Exercise material »
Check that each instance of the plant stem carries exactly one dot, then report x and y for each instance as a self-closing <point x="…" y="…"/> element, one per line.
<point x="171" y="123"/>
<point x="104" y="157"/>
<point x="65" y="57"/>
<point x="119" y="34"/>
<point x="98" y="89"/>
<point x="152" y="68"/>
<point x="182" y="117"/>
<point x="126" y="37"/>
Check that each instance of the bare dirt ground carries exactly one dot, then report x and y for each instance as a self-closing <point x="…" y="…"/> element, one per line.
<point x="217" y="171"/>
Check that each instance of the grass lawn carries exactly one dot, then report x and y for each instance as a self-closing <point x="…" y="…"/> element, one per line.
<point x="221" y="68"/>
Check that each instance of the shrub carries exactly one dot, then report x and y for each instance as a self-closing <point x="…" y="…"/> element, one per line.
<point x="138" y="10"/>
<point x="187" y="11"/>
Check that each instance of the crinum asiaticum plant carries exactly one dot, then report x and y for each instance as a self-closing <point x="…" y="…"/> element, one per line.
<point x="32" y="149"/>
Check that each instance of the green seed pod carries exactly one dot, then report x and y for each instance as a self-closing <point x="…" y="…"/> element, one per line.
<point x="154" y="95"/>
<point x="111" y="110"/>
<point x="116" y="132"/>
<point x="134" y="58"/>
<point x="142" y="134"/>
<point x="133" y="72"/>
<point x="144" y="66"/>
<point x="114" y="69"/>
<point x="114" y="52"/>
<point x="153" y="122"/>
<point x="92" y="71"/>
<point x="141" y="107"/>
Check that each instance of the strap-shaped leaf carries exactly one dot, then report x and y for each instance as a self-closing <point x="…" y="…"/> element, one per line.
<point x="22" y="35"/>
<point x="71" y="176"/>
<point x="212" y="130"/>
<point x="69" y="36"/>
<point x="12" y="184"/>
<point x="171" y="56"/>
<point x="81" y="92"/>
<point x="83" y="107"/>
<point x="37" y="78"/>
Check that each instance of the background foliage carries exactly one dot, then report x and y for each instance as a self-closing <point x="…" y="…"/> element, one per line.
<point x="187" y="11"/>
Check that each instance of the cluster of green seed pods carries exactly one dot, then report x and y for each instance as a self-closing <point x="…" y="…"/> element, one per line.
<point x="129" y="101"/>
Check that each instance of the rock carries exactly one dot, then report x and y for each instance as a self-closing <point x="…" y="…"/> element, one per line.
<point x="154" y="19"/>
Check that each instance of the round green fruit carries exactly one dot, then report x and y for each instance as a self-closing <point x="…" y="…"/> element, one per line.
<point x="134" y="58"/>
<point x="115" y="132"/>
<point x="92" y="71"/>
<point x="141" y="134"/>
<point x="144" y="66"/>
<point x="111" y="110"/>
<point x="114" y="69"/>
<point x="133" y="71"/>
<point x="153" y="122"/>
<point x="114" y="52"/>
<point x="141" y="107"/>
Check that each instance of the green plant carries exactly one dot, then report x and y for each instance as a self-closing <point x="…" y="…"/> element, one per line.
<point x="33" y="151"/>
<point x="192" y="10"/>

...

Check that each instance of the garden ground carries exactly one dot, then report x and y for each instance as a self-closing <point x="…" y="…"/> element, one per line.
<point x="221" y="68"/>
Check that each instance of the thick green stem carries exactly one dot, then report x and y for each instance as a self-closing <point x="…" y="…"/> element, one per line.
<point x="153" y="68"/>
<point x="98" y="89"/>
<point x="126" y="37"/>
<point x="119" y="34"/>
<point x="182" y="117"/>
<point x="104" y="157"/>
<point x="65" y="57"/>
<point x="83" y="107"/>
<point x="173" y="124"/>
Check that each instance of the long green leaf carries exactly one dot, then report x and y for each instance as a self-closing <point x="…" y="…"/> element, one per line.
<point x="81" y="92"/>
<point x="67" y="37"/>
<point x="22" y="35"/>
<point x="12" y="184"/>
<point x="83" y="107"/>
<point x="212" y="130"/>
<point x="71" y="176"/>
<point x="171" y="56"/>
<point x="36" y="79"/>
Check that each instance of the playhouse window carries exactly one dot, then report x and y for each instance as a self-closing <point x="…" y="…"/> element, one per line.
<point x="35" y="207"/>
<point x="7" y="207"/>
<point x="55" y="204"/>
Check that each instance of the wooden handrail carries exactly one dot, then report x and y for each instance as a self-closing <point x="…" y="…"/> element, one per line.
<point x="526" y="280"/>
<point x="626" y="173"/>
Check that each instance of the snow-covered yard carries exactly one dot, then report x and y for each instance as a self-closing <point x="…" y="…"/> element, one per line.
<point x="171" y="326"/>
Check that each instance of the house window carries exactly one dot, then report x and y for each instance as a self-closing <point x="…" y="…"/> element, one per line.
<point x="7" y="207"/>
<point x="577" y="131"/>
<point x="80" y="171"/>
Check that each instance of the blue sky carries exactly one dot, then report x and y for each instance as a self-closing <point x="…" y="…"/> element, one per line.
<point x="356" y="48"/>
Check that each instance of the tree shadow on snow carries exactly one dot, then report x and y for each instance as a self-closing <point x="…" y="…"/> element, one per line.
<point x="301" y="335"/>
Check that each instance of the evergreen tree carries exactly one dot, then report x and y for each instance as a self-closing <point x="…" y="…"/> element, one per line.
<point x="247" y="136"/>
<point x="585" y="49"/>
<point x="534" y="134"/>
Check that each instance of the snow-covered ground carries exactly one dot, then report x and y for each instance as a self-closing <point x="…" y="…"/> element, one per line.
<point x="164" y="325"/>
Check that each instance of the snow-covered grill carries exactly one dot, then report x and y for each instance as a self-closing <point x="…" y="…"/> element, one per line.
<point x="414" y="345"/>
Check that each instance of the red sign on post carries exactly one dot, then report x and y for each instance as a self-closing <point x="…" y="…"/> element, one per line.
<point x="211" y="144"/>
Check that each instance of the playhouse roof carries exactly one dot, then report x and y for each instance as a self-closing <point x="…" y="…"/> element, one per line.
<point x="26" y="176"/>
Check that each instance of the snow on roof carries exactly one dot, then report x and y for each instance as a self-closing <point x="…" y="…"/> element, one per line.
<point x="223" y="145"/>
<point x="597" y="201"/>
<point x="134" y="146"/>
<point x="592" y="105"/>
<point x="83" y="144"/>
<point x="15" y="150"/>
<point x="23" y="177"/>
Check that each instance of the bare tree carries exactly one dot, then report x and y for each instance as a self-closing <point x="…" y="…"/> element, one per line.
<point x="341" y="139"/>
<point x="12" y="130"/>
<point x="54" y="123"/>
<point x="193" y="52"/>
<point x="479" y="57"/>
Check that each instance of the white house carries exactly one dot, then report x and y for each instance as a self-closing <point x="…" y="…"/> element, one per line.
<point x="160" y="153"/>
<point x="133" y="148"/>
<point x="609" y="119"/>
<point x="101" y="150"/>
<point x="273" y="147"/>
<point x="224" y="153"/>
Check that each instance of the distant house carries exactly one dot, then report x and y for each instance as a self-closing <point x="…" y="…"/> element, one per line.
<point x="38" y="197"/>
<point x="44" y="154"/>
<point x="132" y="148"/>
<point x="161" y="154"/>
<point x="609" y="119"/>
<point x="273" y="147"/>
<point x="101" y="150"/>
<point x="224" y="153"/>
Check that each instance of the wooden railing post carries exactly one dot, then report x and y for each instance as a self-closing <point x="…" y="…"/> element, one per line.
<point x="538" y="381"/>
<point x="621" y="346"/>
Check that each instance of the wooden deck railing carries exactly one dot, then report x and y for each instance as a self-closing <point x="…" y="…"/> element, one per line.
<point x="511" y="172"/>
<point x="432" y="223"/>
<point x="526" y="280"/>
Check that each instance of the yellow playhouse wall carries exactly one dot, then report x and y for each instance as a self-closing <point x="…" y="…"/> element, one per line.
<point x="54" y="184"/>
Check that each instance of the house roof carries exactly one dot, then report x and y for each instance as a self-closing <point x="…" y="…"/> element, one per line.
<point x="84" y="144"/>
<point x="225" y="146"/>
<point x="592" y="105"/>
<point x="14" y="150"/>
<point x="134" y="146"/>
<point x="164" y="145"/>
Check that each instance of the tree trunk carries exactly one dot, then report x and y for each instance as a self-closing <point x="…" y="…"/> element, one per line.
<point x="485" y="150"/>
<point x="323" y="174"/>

Task requirements » Count the lines in the data above that contain the string "covered", with uppercase and lowercase treated as different. Reply with the number only.

Correct response » 3